— Begin SUPPLIED RECORDS —

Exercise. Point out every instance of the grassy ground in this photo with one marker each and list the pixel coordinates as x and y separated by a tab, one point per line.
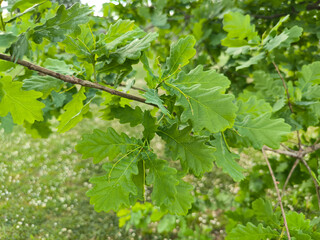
42	189
43	184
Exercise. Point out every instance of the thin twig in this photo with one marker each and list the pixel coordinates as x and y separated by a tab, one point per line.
289	176
316	184
74	80
278	193
279	151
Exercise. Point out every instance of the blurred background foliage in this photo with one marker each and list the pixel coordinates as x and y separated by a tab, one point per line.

— End SUPPLIED RECORDS —

* EXERCISE BRIEF *
Please rewrite the listing above, swapping "marker" for "dot" everywhere and changing nothing else. Leave the pictures out of your answer.

* FULL ANSWER *
Exercise. Point out every instance of the grassy ground in this photo with one dot each and list the pixel coordinates as x and y separated by a tab, one point per line.
42	189
43	184
Exercise. Point out every instance of the thin twig in this photo with one dot each and list the pixel coordinates as x and y separated by a tab, one point per line.
289	176
316	184
74	80
278	193
279	151
Exercise. Point out every instance of the blurred background foliage in this photo with one dot each and list the pixel coordinates as x and y separated by a tab, one point per line.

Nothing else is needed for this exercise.